* **Written exercise**
Could you print every record below exactly as it appears?

* **Stored rows**
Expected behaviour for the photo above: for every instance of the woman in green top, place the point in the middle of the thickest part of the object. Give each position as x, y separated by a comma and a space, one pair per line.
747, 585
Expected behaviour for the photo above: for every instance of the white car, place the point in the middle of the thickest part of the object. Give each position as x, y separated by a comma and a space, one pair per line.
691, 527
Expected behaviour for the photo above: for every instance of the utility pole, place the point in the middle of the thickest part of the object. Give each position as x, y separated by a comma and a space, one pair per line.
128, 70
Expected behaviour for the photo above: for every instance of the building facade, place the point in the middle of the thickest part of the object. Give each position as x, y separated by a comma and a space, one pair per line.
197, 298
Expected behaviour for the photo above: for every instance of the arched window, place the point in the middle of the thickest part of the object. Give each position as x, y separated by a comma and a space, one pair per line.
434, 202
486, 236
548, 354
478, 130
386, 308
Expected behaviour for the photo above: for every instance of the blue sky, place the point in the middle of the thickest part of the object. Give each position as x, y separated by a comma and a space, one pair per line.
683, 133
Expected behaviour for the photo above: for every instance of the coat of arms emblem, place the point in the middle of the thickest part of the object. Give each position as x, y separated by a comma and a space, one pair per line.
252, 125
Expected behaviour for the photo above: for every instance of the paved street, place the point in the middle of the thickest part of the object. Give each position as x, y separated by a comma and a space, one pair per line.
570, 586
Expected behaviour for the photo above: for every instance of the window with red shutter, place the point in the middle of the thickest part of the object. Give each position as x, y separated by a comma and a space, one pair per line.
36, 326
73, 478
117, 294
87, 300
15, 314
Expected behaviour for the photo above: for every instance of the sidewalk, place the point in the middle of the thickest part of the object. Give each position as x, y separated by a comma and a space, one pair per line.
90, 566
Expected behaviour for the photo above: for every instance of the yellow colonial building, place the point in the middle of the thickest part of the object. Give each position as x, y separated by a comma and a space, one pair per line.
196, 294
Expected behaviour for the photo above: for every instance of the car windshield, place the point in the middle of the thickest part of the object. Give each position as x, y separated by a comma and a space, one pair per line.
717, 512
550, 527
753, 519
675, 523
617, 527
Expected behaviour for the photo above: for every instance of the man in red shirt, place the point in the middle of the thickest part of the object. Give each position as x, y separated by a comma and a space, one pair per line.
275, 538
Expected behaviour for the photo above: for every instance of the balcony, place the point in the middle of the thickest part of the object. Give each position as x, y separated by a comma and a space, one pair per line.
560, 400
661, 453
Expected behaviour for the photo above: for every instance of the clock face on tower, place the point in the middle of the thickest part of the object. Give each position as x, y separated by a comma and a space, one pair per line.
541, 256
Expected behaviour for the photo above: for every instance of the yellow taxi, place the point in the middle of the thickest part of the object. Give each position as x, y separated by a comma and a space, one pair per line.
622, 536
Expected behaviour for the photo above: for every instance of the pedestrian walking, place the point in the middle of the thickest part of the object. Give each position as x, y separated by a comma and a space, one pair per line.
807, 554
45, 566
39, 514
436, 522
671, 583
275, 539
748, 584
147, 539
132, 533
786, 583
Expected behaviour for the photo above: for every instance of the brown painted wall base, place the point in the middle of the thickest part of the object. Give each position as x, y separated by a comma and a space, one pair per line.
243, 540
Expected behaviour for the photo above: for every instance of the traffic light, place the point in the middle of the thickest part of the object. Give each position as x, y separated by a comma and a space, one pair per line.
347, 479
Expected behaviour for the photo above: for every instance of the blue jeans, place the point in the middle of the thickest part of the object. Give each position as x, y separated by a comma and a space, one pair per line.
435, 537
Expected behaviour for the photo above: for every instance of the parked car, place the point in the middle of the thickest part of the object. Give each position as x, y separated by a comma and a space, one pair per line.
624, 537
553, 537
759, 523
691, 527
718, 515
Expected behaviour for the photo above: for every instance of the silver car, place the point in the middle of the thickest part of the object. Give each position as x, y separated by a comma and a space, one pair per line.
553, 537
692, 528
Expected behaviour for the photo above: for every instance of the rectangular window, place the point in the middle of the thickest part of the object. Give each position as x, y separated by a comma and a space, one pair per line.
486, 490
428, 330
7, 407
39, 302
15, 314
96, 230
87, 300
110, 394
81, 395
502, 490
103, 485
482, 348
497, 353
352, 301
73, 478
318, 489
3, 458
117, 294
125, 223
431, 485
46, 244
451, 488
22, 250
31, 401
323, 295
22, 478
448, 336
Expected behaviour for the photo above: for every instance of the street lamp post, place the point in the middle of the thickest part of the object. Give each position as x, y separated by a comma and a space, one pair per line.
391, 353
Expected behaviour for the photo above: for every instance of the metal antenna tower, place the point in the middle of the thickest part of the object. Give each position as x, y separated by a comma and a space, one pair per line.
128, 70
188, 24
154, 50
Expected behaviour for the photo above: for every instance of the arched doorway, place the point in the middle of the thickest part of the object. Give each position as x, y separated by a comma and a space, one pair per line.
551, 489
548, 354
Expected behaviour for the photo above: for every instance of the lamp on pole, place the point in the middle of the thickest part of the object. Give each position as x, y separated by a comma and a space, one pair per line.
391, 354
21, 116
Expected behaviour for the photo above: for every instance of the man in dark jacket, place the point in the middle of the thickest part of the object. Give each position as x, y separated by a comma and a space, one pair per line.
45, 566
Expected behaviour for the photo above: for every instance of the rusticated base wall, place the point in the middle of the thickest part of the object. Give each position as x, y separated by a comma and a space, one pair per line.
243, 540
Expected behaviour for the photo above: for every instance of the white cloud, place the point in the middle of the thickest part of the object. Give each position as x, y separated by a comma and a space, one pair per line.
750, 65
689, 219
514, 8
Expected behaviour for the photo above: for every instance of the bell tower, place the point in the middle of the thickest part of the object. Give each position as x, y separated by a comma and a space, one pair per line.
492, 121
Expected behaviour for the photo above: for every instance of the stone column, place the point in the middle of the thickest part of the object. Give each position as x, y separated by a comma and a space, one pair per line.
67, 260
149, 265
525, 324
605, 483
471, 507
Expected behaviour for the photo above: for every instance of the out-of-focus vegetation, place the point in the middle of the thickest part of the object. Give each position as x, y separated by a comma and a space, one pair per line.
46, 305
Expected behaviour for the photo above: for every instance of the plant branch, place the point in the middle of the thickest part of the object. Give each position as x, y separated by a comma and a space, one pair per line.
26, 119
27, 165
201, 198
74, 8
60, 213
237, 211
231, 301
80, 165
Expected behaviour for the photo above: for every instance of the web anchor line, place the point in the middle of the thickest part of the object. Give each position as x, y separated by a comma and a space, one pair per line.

* **Completed exercise**
Expected behaviour for the photo above: for every instance of the woman in green top, place the point in the middle of the thickest part of the object. Give each position as x, y separated by a comma and a space, one pair per line.
747, 585
Expected behaviour for the photo above: for every instance of the white car, place the point in the middle of the thickest part of the object. Give each position as x, y separated by a comma and a space, one pair per line.
691, 527
Expected behaviour for the photo above: for every instance of the utility pole, place the point in the middle of the thickest part of the object. Give each position as x, y separated by a comma and a space, one pair per line.
128, 70
Expected behaviour for the photo above: for every instance of the building facade, place the point in the middle of the thickest part of the object. Give each position as x, y separated by a comma and a space, one pair per line.
197, 298
Expected behaviour for the photo above: for every instance of the arched window, place the point in the middle of the thickest part of the object. Give each position as x, y separated by a comma and a space, one pair per line.
434, 202
486, 236
548, 354
478, 130
386, 308
Expected behaviour for the photo above: for every instance of the blue sky, place the point in the middle of the thickest part of the object. Give each position as x, y separated by a comma and a space, one pair per line.
683, 133
Expected behaviour for the photo above: for every instance of the coat of arms emblem, place the point in the middle of the thickest part of the object. Give each position as x, y separated by a comma and a space, one pair per line.
252, 125
Expected behaviour for the photo above: for every instance of the paved street, place the point in the middle of the thickest part of the object. Give each position as x, y separated by a comma and a space, one pair per line.
570, 586
Expected behaviour for the photo above: for every instance of the window with red shutter, place the point in the middle of the thickest part of the object. Give each position as x, y separated by a comma and a space, one pair per line.
36, 326
73, 478
117, 294
87, 300
15, 314
Expected behaviour for the photo above: for every instance of the sidewalk, place the point in the middle of the thickest part of the object. Give each position as x, y separated by a comma and a space, one pair per line.
90, 566
Expected behaviour for the photo above: for every instance of the yellow colonial building, place the point in the middle of the thickest part of the object. Give each position as x, y separated by a comma and a space, one pair per line.
196, 294
Expected behaviour for the photo above: for every instance of the car windshield, place the point in the middle of the thickest part of the object. Give each position as x, y separated by a comma and a space, one pair per line.
717, 512
550, 527
753, 519
675, 523
617, 527
Expected behaviour for the photo above: for every instance of the man in red shirt, place the point in the middle of the thickest part of the object. Give each position as x, y separated by a comma and a space, one pair per line.
275, 538
Expected behaviour for the photo above: for every instance of the balcony, place the point in the middle of the thickest part of the object. Give each position as x, y separated by a comma and a space, one pair per line.
560, 400
661, 453
Expected behaviour for the photo above: for every instance of the clock face on tower, place the point in the middle of the thickest part of the object. Give each position as x, y separated by a comma and a space, one pair per line.
541, 256
Expected behaviour for the photo above: for every instance of the yellow taxi, place the point in the middle of the thickest part of the object. Give each position as x, y separated by a comma and a space, one pair per line.
622, 536
Expected behaviour for the photo above: for every instance of the pedestrian walking, place the point in the middle of the thickest part of the object. Give each position as x, y separated by a comma and a space, one pair per line.
807, 554
45, 566
39, 514
436, 522
671, 583
275, 539
748, 584
147, 539
132, 533
786, 583
Expected behaviour for the photo above: for every instance of the brown painted wall base, place the point in the middle of the thickest part of the object. Give each position as x, y separated by a comma and a space, one pair per line.
243, 540
Expected behaviour for the photo above: for every instance of the traffic light, place the point in the middle of the thickest part of the object. Give each position as x, y separated by a comma and a space, one pair per line.
347, 479
Expected behaviour for the photo above: for every instance of the blue jeans, place the point in the middle of the thickest part of the object. Give each position as x, y separated by a comma and a space, one pair per line.
435, 537
Expected behaviour for the photo above: for every instance of the parked car, place the point in the middle of the thickest part of the object. Give each position as x, y separated by a comma and a space, one pair per line.
624, 537
553, 537
759, 523
691, 527
718, 515
Expected behaviour for the photo above: for every instance of the silver car, place the point in the middle of the thickest part of the object. Give each position as x, y separated by a comma and a space, one pair per line.
553, 537
692, 528
Expected behaviour for the photo above: for every instance of the rectangular window, place the point in the middle of the thickest part of the object. Give each position as x, y separated by a comma and a space, one pair per line.
486, 490
428, 330
7, 407
39, 302
15, 314
96, 230
87, 300
110, 394
81, 395
502, 490
103, 485
482, 348
497, 353
352, 301
73, 478
318, 489
3, 458
117, 294
125, 223
431, 485
46, 244
451, 488
22, 250
31, 401
323, 295
22, 478
448, 336
Expected behaviour for the photo above: for every instance of the street lamp post, place the point in the middle of the thickest part of the object. Give each position as x, y separated by a comma and a space, one pair per line.
391, 353
Expected behaviour for the photo above: for every instance of the metal antenna tower, place the point in the middle of the thickest part of the object. Give each position as x, y separated by a comma and a space, one pair per line.
128, 70
188, 24
154, 50
Expected behaviour for the photo above: for every instance of the arched doorway, place the point in the middle of the thickest part of the object. Give each position as x, y separated by a comma and a space, one pair per line.
551, 489
548, 354
Expected behaviour for the photo above: for every instance of the lamp on pole, place the point in the middle of the thickest part of the object. Give each position as x, y separated by a comma and a space, one pair per line.
391, 354
21, 116
Expected behaviour for the photo above: for every instance of the man in dark jacket, place the point in the middle of the thickest part of the object. Give each position as x, y separated by a comma and a space, one pair per line.
45, 566
Expected behaviour for the photo above: for every instance of the rusticated base wall, place the point in the middle of the thickest part of the object. Give each position as x, y separated by a comma and a space, one pair per line.
243, 540
Expected behaviour for the photo above: for every instance of the white cloud, place the point in the middle of the thickest part of the object. Give each position as x, y separated by a comma and a space, one pair per line.
750, 65
689, 219
514, 8
Expected behaviour for the photo above: for every instance of the bell tower, place the point in the middle of the thickest part of the object. Give each position as x, y separated by a comma and a space, one pair per line.
492, 121
Expected behaviour for the photo above: for every instance of the stone column, place the point in the middle of the thickest part of the object. Give each position as x, y separated by a comma and a space, one pair per line.
67, 260
149, 265
525, 324
605, 483
471, 507
Expected behaviour for the photo above: for every instance of the out-of-focus vegetation, place the point in the middle of the thickest part of the object. Give each position as x, y separated by a comma and a space, one pair per line.
46, 305
Expected behaviour for the photo above: for every instance of the plant branch, place the point in the middle of the thickest part of the object. Give each position as x, y separated by a comma and a space, one pair per line.
26, 119
27, 165
201, 198
74, 8
60, 213
237, 211
231, 301
80, 165
Expected behaviour for the photo above: for every instance of the web anchor line, place the point in the middle of the thickest part of the object. Give each position as x, y separated by a comma and a space, one pair per line.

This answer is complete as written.